## Begin SELECTED EXCERPT

Chapter 7 bankruptcy differs from Chapter 13 bankruptcy again in
that with Chapter 13 bankruptcy, the debtor has to negotiate with
each creditor to pay a portion of what they owe over a three to five
year period under a schedule approved by the court. Therefore,
there are pros and cons to filing for both Chapter 13 and Chapter 7
bankruptcies.
To file for Chapter 7 bankruptcy, you will have to file a sworn list of
creditors, a schedule of assets and liabilities, a list of exempt
property, a schedule of current income and expenditures and a
statement of your financial affairs. You will also have to surrender all
property of the estate to the trustee. The court will then give notice
of the Chapter 7 bankruptcy to your creditors.
The court may then dismiss a Chapter 7 bankruptcy if the debtor unreasonably delays the proceedings to the creditors'
prejudice, fails to pay necessary fees or payments or fails to file his or her schedules.
There are many individuals and companies available to help you with filing for Chapter 7 bankruptcy. These people and
organizations can give you advice on how to avoid filing for bankruptcy (through processes such as debt consolidation) and
help you step by step if you do decide to file for Chapter 7 bankruptcy.
The best advice is to not have to file for bankruptcy. Bankruptcy stays on your credit report for years to come and even with
Chapter 7 bankruptcy, not all types of debts can be erased, so you will still be paying back creditors if you owe certain kinds
of unremovable debts. Make sure you seek legal or credit counseling before you file for any type of bankruptcy so you can
make sure that you are choosing the right options for you and your debts.

## End SELECTED EXCERPT
## Begin DATASET SECTION

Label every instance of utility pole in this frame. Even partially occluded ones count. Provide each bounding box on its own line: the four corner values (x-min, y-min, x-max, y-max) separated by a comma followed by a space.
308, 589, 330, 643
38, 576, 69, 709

## End DATASET SECTION

**EXERCISE TASK**
List every document that, according to the bankruptcy text, a person must file to begin a Chapter 7 bankruptcy. You can leave the data aside; it isn't needed for this.

**TASK RESULT**
- A sworn list of creditors
- A schedule of assets and liabilities
- A list of exempt property
- A schedule of current income and expenditures
- A statement of your financial affairs